* STATED TASK *
Count how many lines in the entries below contain the word "laces". Reply with the number alone.

* GIVEN RECORDS *
——————

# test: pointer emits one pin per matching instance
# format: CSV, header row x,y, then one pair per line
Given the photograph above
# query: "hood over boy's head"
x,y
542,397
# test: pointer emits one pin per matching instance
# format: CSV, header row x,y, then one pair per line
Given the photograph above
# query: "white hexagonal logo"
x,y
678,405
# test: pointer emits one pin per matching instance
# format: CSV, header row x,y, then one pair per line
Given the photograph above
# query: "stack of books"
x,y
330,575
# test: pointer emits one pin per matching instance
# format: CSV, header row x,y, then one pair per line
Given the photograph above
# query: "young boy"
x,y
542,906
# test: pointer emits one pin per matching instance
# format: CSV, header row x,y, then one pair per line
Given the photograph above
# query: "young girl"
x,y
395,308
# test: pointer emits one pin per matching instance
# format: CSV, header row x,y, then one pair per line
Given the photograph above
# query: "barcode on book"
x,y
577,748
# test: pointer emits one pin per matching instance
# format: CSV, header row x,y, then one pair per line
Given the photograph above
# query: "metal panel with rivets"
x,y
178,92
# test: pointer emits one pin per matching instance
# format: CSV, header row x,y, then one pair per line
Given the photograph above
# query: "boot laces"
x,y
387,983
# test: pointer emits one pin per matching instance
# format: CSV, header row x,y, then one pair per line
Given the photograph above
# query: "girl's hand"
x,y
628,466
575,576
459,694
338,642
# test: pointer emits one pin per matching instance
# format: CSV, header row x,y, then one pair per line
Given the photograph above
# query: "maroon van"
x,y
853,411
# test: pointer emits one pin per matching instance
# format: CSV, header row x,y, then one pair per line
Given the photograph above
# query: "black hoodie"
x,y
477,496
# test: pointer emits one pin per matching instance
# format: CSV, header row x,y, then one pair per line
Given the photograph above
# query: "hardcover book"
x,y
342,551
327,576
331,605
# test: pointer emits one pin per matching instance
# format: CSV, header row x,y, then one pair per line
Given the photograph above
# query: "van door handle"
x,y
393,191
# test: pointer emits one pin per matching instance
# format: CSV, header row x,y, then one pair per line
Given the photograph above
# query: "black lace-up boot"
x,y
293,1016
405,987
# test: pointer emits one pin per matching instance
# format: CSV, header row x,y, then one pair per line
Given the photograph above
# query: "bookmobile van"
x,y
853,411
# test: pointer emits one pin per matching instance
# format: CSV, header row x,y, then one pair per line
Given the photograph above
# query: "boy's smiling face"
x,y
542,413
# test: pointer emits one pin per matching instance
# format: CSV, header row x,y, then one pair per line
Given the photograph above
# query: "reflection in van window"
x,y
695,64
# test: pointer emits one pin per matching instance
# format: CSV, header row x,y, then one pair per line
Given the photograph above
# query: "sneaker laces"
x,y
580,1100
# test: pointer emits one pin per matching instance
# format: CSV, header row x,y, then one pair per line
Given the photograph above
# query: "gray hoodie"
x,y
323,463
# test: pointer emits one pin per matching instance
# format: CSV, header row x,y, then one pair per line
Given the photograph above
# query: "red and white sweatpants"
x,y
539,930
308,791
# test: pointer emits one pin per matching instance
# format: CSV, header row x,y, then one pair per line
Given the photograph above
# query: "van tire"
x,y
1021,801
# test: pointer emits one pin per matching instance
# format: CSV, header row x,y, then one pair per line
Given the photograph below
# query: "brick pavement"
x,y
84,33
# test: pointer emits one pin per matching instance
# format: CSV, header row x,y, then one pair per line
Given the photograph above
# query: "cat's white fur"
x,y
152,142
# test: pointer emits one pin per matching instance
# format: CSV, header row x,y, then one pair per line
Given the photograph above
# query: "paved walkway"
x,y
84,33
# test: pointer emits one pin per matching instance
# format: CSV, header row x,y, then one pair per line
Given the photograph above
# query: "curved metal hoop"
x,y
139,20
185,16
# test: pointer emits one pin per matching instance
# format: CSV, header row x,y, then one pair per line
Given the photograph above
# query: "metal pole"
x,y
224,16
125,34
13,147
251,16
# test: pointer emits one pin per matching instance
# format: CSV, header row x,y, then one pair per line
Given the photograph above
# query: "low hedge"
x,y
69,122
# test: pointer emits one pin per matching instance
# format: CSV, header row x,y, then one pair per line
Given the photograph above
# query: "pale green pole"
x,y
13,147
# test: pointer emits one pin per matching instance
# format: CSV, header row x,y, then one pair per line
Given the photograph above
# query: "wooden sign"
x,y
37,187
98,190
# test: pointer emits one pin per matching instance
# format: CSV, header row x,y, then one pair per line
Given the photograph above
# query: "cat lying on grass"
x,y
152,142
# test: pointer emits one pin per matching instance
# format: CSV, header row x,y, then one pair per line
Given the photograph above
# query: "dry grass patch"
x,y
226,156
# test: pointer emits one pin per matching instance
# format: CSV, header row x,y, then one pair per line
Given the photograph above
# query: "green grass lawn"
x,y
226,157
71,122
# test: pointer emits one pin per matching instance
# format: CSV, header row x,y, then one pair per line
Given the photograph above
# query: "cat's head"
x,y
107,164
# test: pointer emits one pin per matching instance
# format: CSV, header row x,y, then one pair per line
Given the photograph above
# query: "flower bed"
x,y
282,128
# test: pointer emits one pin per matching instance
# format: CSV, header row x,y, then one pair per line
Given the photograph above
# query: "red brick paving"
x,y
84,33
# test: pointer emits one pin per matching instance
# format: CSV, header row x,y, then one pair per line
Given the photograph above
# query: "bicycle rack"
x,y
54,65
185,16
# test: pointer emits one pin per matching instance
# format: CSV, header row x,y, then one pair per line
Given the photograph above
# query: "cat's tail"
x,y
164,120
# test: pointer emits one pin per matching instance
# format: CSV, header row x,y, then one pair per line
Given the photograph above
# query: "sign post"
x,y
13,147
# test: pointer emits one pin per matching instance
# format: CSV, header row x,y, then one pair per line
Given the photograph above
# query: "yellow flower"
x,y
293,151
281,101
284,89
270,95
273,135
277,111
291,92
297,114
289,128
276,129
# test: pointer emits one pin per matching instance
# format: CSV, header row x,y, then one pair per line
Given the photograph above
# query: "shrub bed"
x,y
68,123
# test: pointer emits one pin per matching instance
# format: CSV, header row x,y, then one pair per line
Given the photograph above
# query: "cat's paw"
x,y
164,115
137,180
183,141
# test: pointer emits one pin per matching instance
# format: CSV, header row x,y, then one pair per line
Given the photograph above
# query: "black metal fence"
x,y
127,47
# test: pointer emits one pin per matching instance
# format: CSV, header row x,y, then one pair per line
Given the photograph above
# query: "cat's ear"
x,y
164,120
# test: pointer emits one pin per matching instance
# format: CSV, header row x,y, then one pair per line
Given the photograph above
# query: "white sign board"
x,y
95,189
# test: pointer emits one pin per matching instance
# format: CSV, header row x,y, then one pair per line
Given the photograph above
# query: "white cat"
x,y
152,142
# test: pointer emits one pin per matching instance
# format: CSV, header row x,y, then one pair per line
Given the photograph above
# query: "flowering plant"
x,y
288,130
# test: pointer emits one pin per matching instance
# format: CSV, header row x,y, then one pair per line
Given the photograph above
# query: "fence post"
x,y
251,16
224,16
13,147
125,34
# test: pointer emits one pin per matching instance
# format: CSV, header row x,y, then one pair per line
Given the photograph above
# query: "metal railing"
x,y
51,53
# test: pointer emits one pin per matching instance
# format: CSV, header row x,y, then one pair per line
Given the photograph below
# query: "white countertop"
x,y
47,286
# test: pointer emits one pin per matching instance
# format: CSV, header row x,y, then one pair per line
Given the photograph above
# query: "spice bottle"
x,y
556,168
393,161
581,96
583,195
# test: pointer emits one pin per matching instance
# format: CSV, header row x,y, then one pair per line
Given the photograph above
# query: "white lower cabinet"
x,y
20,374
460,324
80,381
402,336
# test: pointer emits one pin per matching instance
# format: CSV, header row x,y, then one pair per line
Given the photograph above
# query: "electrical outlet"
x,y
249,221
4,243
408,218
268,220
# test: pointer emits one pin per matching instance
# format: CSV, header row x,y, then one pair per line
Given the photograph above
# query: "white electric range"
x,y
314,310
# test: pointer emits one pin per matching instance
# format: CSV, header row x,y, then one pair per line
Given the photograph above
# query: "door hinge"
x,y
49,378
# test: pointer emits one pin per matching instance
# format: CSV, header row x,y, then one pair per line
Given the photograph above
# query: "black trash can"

——————

* COMPLETE RESPONSE *
2